··· Selected text
# Mixing PDF species Q.



## Gaboon (Jun 20, 2005)

Anyone have a mixed species PDF enclosure? If so what species are they? 

Are there any species that simply dont do well with others? Are there certain species that are fairly harmonious? 

Any recommended reading on the subject? 

Thanks.


----------



## KJ Exotics (Jun 16, 2007)

Mixing species in the dartfrog hobby is not a good thing. Loads of people are against it. 
Things like pummilo, are really bad, they could take an adult tinc down "so to say".


----------



## Josh-sama (Sep 26, 2008)

I wouldnt reccomend it.Much like mixing lizards, snakes etc. Not sure about dominance issues with PDFs, but... Still, I wouldnt risk it.


----------



## Gaboon (Jun 20, 2005)

I thought this may be the case. For what reasons? Has anyone tried it and had bad experiences? 

I know some are terrestrial and some are arboreal so perhaps one species of each, of similar size, and kept in a large enough enclosure should be OK? 

I really like the plain looking _Phyllobates terribilis_ like in the picture below.










I am now trying to find a possible suitable cohabiting species that is arboreal and more vibrant.


----------



## Josh-sama (Sep 26, 2008)

Athough I suppose if a large enough set up is given and the PDFs are from around the same region, it shouldn't be too much of a problem, but still dominance issues I'm unsure about.

There's a shop here in Cardiff, with some great PDFs in. "Cardiff Rep Centre"
www.cardiffreptilecentre.co.uk Have a look in their amphib section.

They have some lush Bumblebees and Blue PDFs. !


----------



## KJ Exotics (Jun 16, 2007)

Things such as the simple leucs (Bumblebees) show dominance mostly the females.


----------



## Josh-sama (Sep 26, 2008)

Ah, so I guessed right then with the dominance. It's recessive in most PDFs?


----------



## Gaboon (Jun 20, 2005)

Cheers for the link Josh but not looking to buy just yet. Good to now they get them in though for when I am ready.

Dominance issues would probably be the main factor but what steps can be taken to minimize this? I know a male heavy sex ratio is important in some species (ie _D. __tinctorius_ and _D. azureus_) and of course lots of space with suitable retreats is obviously important. Are there any other steps that can be taken to avoid complications and inducing stress? 

Anyone had experience with mixing species?


----------



## chondro13 (Aug 18, 2008)

I have mixed darts. however I would never have done this without first keeping them alone for months and observing their behaviour.

When mixing darts think:

Will one species bully?
Will one species out compete?
Will one species eat more food/take all lay spots?
Will they hybridize?
Will they stress easy?
Do they eat the same size food and have the same requirements?

You really need first hand experience with your specific species before mixing. Its worked for me but im paranoid as ive heard so many horror stories! 

P.s. i love the white terriblis too :flrt:


----------



## Josh-sama (Sep 26, 2008)

Thanks Chondro, cleared some stuff up for me. I hope to get into major Amphibs later on. .

(Starting out easy though xD)


----------



## MARK.D (Oct 18, 2008)
······
* **Short exercise A**
In the forum thread, in which city is the shop that Josh-sama recommends located?
The forum thread above and the records that follow are unrelated material.
··· Material shown
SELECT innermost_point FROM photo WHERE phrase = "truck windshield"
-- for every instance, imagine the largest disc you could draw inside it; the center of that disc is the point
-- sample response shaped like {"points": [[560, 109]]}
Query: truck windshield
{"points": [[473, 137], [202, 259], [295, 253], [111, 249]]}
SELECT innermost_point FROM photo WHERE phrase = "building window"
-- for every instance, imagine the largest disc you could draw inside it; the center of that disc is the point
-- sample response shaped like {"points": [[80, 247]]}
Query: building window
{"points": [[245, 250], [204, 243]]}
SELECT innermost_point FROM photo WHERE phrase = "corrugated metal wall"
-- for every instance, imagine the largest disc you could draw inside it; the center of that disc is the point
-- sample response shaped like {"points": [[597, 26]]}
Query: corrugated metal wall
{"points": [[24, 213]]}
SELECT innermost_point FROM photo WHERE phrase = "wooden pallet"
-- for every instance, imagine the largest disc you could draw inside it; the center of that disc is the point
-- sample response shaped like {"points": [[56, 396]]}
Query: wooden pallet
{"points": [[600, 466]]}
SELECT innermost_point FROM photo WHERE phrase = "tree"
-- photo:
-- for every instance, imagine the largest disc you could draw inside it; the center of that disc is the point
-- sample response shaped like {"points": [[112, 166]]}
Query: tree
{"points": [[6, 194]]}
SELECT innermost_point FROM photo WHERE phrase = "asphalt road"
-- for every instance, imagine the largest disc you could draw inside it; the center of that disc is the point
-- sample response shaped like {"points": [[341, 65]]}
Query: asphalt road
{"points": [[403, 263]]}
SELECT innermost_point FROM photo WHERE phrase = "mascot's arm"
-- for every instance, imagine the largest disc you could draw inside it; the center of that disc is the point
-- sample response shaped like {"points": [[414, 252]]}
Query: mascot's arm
······
* **Short exercise B**
Extract every line of the records that contains the word "tree".

* **Reply A**
Cardiff

* **Reply B**
SELECT innermost_point FROM photo WHERE phrase = "tree"
Query: tree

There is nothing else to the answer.